**Entries**
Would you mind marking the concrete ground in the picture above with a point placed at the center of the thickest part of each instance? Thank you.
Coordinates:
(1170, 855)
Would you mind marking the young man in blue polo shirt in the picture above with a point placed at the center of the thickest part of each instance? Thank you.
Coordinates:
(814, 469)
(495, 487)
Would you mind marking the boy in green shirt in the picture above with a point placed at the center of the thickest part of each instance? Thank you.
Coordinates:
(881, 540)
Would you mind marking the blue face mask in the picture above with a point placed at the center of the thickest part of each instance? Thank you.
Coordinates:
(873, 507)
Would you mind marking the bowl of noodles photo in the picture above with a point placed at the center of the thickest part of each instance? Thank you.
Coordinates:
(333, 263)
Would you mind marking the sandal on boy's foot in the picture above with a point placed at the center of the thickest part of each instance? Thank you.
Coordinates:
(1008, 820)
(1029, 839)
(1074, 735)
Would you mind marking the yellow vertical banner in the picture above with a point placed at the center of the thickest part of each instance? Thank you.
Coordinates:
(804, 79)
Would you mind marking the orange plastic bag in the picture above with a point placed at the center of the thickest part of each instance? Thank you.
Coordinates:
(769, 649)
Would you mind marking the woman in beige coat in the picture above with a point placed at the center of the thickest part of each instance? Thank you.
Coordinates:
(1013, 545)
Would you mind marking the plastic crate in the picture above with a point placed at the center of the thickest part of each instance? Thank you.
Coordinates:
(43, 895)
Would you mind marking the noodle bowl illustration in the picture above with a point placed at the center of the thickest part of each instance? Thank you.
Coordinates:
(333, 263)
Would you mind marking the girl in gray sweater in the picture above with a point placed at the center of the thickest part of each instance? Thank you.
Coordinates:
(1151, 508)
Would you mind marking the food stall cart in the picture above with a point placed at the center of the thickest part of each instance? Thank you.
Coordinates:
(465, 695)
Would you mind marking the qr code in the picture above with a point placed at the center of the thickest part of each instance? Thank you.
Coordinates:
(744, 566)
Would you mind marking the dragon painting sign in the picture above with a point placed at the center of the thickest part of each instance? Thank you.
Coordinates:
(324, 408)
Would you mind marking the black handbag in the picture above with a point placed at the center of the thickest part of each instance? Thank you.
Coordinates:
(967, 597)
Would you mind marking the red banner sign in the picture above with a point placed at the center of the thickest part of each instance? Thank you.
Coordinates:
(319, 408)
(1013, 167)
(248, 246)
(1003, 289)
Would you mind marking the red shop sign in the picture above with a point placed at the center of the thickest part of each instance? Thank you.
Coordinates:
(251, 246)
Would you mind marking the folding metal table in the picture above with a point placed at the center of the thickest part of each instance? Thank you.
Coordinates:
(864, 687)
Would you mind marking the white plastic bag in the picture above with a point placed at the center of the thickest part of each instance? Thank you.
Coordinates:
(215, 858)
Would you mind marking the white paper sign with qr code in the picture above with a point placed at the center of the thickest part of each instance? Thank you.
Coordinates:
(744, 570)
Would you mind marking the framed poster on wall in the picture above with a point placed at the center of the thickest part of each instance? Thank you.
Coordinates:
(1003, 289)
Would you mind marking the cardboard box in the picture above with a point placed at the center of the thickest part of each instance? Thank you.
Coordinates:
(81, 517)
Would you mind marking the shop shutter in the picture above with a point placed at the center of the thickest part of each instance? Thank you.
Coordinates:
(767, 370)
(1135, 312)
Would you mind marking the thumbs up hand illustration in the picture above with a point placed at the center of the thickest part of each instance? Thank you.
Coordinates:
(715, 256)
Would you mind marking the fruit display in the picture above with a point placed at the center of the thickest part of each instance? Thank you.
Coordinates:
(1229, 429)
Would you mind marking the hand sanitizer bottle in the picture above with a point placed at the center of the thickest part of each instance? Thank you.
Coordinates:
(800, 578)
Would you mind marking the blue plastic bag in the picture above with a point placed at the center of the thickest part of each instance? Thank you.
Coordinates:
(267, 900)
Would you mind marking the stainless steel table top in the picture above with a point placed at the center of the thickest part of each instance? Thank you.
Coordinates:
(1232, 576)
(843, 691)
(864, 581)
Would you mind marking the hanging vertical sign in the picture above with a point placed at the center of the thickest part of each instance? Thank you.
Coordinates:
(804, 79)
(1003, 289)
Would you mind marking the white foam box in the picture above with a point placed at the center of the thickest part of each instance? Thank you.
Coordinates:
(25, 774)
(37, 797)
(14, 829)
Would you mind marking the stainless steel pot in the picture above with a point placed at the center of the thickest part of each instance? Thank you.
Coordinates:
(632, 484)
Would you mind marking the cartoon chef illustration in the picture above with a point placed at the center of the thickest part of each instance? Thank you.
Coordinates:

**Work to complete**
Copy the entire listing above word for word, keeping every line in its original order.

**Correct output**
Would you mind marking the concrete ground in the picture above with a point placed at the center of the thickest part of each instance? Thank you.
Coordinates:
(1170, 855)
Would you mind marking the young man in blue polo shirt in the picture above with a point placed at the center of the thickest part of each instance? Thank you.
Coordinates:
(814, 469)
(495, 487)
Would you mind marking the boy in green shirt in the picture above with a point placed at the center of the thickest part of each instance? Thank you.
Coordinates:
(881, 540)
Would you mind marking the blue face mask in the picture above with a point placed at the center of the thickest part of each instance? Thank you.
Coordinates:
(873, 507)
Would you mind marking the bowl of noodles photo in the picture above with a point placed at the center of the thickest part of each instance? Thank you.
Coordinates:
(333, 263)
Would you mind marking the sandal on boy's foot in the picture above with a point placed at the center of the thickest part of each instance? Thank you.
Coordinates:
(1008, 820)
(1029, 839)
(1074, 735)
Would you mind marking the yellow vertical banner in the picture above with a point placed at the center of the thickest part of each instance? Thank you.
Coordinates:
(804, 79)
Would you mind marking the orange plastic bag in the picture above with a point placed at the center of the thickest part of each instance? Thank you.
Coordinates:
(769, 649)
Would you mind marking the woman in beige coat in the picture above with a point placed at the center of the thickest part of each instance? Thank you.
Coordinates:
(1013, 545)
Would you mind marking the plastic crate in the picture above with a point placed at the center of the thickest part of each instance? Thank you.
Coordinates:
(43, 895)
Would you mind marking the noodle bowl illustration in the picture above with a point placed at the center of the thickest part of each instance? Thank you.
Coordinates:
(333, 263)
Would you mind marking the girl in gray sweater in the picture above with a point placed at the center of the thickest part of each instance? Thank you.
Coordinates:
(1151, 508)
Would you mind marking the food stall cart in the picture above with a point placed at the center of the thickest part of each instance? Thank you.
Coordinates:
(465, 695)
Would you mind marking the qr code in the picture above with a point placed at the center of the thickest part of each instance? Thank you.
Coordinates:
(744, 566)
Would you mind marking the dragon painting sign in the picture above with a point placed at the center of the thickest part of each instance? Thank you.
Coordinates:
(324, 408)
Would you mind marking the black handbag in the picture above with a point placed at the center of the thickest part of each instance? Thank you.
Coordinates:
(967, 597)
Would you mind marking the red banner sign in the picture above with a point placed at the center of the thickest part of each instance? Thank you.
Coordinates:
(319, 408)
(1013, 167)
(248, 246)
(1003, 289)
Would you mind marking the red shop sign in the picture above with a point placed at the center of the thickest part of each instance? Thank you.
Coordinates:
(251, 246)
Would you mind marking the folding metal table in the picture above with a point placed at the center of the thickest part of each instance? Thank you.
Coordinates:
(864, 687)
Would you mind marking the white plastic bag in the picture above with a point placed at the center of the thickest part of each instance? Thank you.
Coordinates:
(215, 858)
Would you mind marking the white paper sign with qr code in the picture above with a point placed at the center of the thickest part of each instance? Thank you.
Coordinates:
(744, 570)
Would you mind marking the framed poster on wall in the picture above with a point placed at the center of the thickest part of each instance? Thank you.
Coordinates:
(1003, 289)
Would you mind marking the cardboard box in the picture above with a point placed at the center of the thickest part of each instance? Thank you.
Coordinates:
(81, 517)
Would you mind marking the shop shutter in the picture above with a point placed at the center of the thickest part of each instance? Thank you.
Coordinates:
(767, 370)
(1135, 312)
Would you mind marking the thumbs up hand illustration in the picture above with a point placed at the center of the thickest part of each instance? Thank you.
Coordinates:
(715, 256)
Would you mind marking the fruit display in the picture above with a point placed at the center of the thickest part of each instance? Thank you.
Coordinates:
(1229, 429)
Would you mind marking the hand sanitizer bottle in the picture above with a point placed at the center of the thickest part of each instance? Thank you.
Coordinates:
(800, 578)
Would you mind marking the blue plastic bag in the picture above with a point placed at the center of the thickest part of each instance? Thank you.
Coordinates:
(267, 900)
Would you mind marking the stainless steel table top in the picture above with a point placed at the center of the thickest part of each instance? Thank you.
Coordinates:
(1232, 576)
(843, 691)
(864, 581)
Would you mind marking the hanging vertical sign in the picture above with a point placed at the center of the thickest part of each instance? Thank you.
Coordinates:
(804, 79)
(1003, 289)
Would you mind marking the white foam box in the picture above with a point placed at the center of the thickest part of each instance? Thank you.
Coordinates:
(25, 774)
(37, 797)
(14, 829)
Would you mind marking the stainless steel pot in the picture above with a point placed at the center of the thickest part of each instance? Thank you.
Coordinates:
(632, 484)
Would you mind marking the cartoon chef illustration in the picture above with a point placed at the center of the thickest part of each instance? Thank you.
Coordinates:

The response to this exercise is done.